### ASSIGNED TASK 1
Reproduce the passage on allergic airway disease word for word, starting with "In addition to" and going on through "(APCs) is unclear.".
### ASSIGNED TASK 2
In the passage on allergic airway disease, which cells are DCs described as potent inducers of the differentiation, expansion, and polarization of?

### TEXT
--
In addition to their involvement in innate immune responses, the airway epithelium is also capable of driving the exacerbation of established allergic airway diseases by the production of pro-Th2 cytokines and chemokines such as IL-4, IL-13, TSLP, and TARC/CCL17 [49
]. DCs, which densely line the airways, are critically involved in the pathogenesis of allergic diseases and are known to be potent inducers of CD4 T cell differentiation, expansion, and polarization [51
]. However, the mechanism by which immature pulmonary DCs undergo maturation and become effector T cell-inducing antigen presenting cells (APCs) is unclear.
--
### GIVEN INFORMATION
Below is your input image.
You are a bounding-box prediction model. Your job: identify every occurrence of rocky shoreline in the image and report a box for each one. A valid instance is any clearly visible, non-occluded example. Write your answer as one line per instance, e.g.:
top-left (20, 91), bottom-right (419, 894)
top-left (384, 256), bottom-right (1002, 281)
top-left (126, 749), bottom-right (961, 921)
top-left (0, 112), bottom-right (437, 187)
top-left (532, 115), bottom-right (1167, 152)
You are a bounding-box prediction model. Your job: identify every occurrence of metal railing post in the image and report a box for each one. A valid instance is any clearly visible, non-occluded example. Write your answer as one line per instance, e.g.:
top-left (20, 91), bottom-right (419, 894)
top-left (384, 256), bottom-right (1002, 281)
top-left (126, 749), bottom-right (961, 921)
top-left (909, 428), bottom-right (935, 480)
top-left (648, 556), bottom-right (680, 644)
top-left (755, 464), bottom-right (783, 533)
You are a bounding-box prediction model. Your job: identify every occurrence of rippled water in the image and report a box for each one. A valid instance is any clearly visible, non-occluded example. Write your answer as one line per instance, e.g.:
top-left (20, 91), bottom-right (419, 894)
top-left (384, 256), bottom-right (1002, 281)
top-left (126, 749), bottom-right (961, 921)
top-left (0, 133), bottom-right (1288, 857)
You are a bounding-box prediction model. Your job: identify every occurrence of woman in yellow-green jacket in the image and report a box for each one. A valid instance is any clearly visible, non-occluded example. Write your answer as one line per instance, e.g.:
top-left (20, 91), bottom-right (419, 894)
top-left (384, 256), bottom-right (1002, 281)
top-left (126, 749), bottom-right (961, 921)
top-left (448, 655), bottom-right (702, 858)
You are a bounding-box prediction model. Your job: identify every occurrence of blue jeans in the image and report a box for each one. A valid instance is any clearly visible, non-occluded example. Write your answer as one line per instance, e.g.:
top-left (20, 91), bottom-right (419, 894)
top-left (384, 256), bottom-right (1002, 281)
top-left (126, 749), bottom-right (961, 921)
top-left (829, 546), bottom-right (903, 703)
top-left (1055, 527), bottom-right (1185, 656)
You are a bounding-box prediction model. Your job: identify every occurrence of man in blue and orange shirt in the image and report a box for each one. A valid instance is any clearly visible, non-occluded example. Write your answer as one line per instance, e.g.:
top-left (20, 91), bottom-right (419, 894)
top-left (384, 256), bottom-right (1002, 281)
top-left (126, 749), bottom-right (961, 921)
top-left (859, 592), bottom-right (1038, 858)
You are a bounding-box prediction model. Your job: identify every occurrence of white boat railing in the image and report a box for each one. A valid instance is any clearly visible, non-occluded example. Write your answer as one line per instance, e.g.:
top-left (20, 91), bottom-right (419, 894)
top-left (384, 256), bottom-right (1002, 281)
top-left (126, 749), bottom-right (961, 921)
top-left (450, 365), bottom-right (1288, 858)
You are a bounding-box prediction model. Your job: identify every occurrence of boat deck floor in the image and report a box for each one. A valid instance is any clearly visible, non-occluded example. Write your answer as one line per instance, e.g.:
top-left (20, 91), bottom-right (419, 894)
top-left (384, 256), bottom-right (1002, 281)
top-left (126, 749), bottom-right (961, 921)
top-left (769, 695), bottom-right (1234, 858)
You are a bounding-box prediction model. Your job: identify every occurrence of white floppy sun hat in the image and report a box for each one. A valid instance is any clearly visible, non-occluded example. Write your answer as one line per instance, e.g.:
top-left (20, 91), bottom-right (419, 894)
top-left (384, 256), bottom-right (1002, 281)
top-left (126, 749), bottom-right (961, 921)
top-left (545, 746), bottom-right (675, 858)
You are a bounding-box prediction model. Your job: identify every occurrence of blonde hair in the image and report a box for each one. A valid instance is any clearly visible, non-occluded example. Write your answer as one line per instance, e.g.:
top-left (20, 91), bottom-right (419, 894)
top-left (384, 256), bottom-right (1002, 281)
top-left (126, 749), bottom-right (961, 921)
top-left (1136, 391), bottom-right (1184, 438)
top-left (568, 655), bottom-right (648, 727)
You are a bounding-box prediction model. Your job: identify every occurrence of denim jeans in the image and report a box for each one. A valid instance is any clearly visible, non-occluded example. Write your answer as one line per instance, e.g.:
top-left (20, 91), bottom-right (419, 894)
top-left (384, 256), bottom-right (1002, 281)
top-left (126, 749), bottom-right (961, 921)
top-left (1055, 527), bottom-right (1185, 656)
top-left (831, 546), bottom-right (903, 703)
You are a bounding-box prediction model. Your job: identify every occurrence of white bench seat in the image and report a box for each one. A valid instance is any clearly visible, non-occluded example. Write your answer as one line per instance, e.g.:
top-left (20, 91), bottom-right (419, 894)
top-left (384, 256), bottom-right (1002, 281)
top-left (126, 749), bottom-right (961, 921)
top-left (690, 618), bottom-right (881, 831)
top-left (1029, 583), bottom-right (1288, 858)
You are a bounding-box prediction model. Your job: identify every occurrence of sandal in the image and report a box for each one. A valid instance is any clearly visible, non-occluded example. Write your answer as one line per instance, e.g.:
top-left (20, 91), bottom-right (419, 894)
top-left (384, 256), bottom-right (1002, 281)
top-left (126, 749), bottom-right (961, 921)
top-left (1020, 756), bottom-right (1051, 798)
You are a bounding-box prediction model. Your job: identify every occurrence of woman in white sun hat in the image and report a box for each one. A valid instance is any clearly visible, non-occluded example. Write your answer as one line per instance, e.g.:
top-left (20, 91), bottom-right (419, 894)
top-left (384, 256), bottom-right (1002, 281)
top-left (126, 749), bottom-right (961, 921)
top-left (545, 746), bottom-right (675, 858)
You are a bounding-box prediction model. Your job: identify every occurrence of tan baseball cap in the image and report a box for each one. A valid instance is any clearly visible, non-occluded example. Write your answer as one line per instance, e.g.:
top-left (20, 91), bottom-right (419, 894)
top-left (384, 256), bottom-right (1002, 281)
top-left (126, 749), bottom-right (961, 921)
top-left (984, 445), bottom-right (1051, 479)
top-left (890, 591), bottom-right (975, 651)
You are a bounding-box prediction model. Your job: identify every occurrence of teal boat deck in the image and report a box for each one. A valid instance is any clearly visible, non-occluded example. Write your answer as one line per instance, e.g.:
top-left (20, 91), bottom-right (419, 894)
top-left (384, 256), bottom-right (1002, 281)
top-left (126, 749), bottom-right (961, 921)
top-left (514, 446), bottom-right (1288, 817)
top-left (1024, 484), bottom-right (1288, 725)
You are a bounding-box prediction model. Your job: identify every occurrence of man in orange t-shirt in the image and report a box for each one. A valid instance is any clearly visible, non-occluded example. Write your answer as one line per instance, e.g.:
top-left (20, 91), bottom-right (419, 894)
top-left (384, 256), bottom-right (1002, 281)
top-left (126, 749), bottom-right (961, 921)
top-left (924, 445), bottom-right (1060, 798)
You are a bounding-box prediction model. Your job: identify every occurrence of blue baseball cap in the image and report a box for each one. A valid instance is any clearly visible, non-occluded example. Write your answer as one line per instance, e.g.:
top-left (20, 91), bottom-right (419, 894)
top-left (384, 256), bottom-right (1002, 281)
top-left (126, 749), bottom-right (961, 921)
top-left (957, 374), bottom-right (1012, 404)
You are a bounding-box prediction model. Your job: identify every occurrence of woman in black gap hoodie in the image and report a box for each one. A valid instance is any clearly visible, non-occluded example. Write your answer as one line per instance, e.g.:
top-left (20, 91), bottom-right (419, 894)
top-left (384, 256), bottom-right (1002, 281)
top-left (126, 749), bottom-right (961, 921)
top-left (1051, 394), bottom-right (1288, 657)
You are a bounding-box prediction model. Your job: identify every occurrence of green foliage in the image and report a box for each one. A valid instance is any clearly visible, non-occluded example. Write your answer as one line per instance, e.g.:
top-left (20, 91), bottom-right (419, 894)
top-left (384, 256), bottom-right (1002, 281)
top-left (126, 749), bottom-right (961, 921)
--
### TASK RESPONSE 1
In addition to their involvement in innate immune responses, the airway epithelium is also capable of driving the exacerbation of established allergic airway diseases by the production of pro-Th2 cytokines and chemokines such as IL-4, IL-13, TSLP, and TARC/CCL17 [49
]. DCs, which densely line the airways, are critically involved in the pathogenesis of allergic diseases and are known to be potent inducers of CD4 T cell differentiation, expansion, and polarization [51
]. However, the mechanism by which immature pulmonary DCs undergo maturation and become effector T cell-inducing antigen presenting cells (APCs) is unclear.

### TASK RESPONSE 2
CD4 T cells.